YOUR OBJECTIVE:
Format the lines below as a numbered list, skipping any blank lines and leaving the pictures out.

DATA SHOWN:

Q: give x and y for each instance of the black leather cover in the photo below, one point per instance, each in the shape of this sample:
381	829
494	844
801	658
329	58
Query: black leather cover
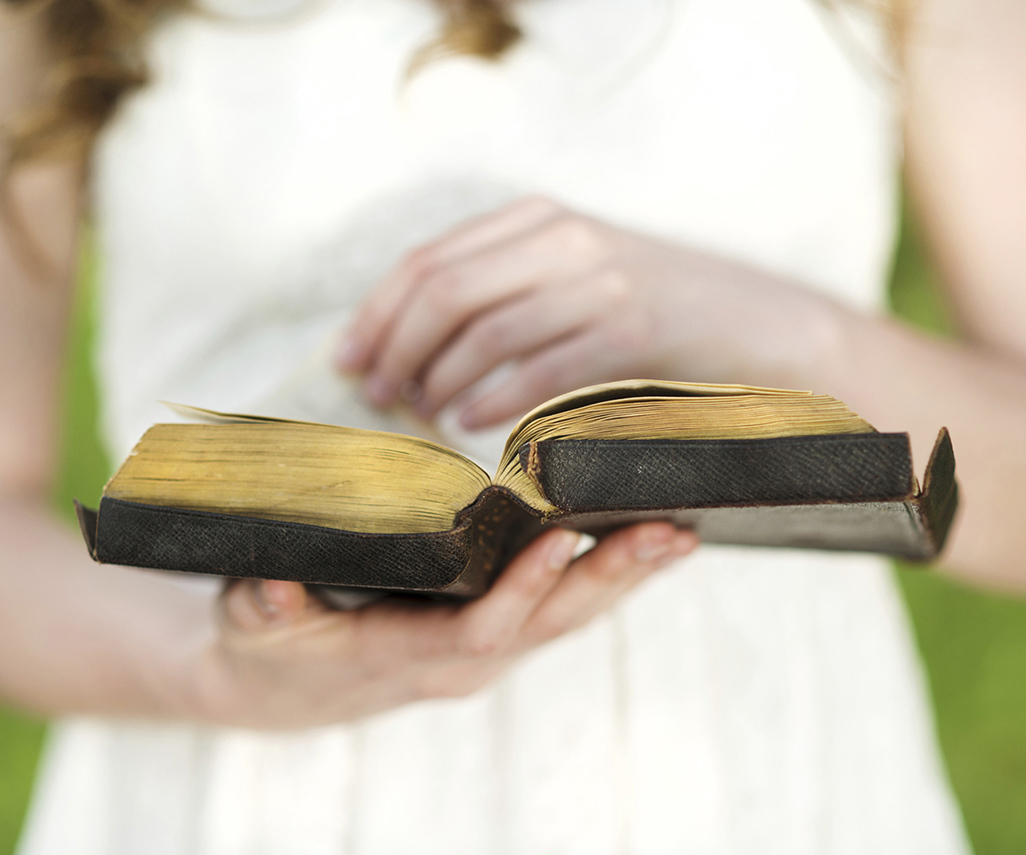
852	493
461	561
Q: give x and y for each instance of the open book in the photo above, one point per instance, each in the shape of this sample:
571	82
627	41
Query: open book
247	496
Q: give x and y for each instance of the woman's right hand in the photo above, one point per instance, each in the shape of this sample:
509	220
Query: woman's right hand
281	659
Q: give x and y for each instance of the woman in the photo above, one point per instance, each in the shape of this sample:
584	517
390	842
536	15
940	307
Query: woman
724	175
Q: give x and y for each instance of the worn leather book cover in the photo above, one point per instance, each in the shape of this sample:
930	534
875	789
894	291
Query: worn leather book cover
847	492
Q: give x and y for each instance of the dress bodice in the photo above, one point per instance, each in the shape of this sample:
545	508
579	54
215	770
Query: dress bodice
279	165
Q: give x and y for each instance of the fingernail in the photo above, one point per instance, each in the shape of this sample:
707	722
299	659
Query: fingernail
469	419
683	543
267	607
657	545
410	391
653	552
562	550
347	355
379	390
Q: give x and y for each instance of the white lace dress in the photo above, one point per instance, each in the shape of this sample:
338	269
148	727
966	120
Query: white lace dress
744	701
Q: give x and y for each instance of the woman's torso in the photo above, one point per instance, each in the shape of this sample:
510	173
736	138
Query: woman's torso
265	183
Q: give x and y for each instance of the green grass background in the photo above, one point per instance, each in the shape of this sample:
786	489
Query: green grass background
974	645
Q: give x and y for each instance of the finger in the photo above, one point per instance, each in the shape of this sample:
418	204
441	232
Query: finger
363	340
600	577
451	296
487	626
509	331
593	355
254	605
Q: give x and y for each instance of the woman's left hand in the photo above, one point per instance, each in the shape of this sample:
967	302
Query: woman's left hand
571	301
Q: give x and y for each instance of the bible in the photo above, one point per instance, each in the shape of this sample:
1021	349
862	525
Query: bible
249	496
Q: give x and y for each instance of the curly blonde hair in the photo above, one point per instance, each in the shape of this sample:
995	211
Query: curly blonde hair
99	59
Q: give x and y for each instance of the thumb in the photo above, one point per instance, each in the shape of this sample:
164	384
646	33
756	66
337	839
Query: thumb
255	605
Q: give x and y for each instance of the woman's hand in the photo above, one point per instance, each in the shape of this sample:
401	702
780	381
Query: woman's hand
573	301
281	659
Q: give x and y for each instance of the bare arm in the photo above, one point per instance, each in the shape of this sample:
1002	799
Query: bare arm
63	620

FULL OUTPUT:
1. Q: give x and y for each instance of the black leather cover in the photo below, one point per instance, each in the shape of this sample:
2. 381	829
3. 494	844
4. 801	658
5. 329	58
6. Query: black leather cover
7. 852	493
8. 461	561
9. Q: give x and y for each instance of the open book in the photo above, one point per instance, each in the shape of this sample:
10. 571	82
11. 627	41
12. Query: open book
13. 247	496
14. Q: give x and y for each instance of the woman's right hand in the photo above, one point per instance, each in the shape of this sample:
15. 509	220
16. Query: woman's right hand
17. 281	659
18. Q: give x and y for each instance of the woman in the photo above, one point per instance, each in the shape of this sample:
19. 584	517
20. 390	842
21. 536	15
22. 940	307
23. Query: woman
24. 724	175
25. Q: give x and y for each instance of the worn leather book cover in the photo above, one point per instance, each in the shape of this sample:
26. 930	534
27. 875	789
28. 894	291
29. Query: worn leather book cover
30. 847	492
31. Q: give x and y for each instance of the dress bodice in the photo above, one point per instance, each in the shape of this sample:
32. 545	508
33. 579	54
34. 215	770
35. Query: dress bodice
36. 279	165
37. Q: give x and y for each instance of the fingernail in the photo above, one point per instance, each in the shape of this sample:
38. 707	722
39. 299	659
40. Query: fingernail
41. 469	419
42. 683	543
43. 267	607
44. 657	545
45. 410	391
46. 653	552
47. 562	550
48. 347	355
49. 379	390
50. Q: give x and y for each instance of the white lace dress in the photo above, one point per instance, each in the shape of this sample:
51. 338	269
52. 148	727
53. 966	120
54. Query: white lace dress
55. 744	701
56. Q: give x and y for each instance of the woman's torso in the photo above, one point per instance, each in the shape of this sample:
57. 510	173
58. 736	138
59. Query: woman's torso
60. 265	183
61. Q: give x and y for each instance of the green grass background in the photo above, one point per instance, each in the shape of this sample:
62. 786	489
63. Query: green grass background
64. 974	645
65. Q: give x and y for each instance of the finger in the photo above, one point per instance, each in the shape of this sample:
66. 418	204
67. 441	232
68. Query: finger
69. 363	340
70. 600	577
71. 451	296
72. 487	626
73. 509	331
74. 593	355
75. 254	605
76. Q: give x and y for each instance of the woman's left hand in the photo above, one point per instance, each in the shape of this sample:
77. 967	302
78. Query: woman's left hand
79. 571	301
80. Q: give x and y for each instance of the bible in the photo above, one point per instance, each in the shape of this sample:
81. 1021	349
82. 862	525
83. Query: bible
84. 249	496
85. Q: give x and y for each instance of the curly blonde hair in the photo above, one point per instance, each in the shape of this sample:
86. 995	211
87. Query: curly blonde hair
88. 99	59
89. Q: give x and y for each instance of the thumb in the photo above, one point per instance, each in the shape of this sample:
90. 164	384
91. 646	33
92. 756	66
93. 337	839
94. Query: thumb
95. 255	605
96. Q: give x and y for each instance of the woman's hand in the photo above, one point per instance, each in the shape of this sample:
97. 401	702
98. 780	381
99. Query: woman's hand
100. 573	301
101. 281	659
102. Q: give x and y for each instance of the bare arm in the photo above, one point per instance, each in the shape of this sample:
103. 1002	799
104. Query: bare arm
105. 63	620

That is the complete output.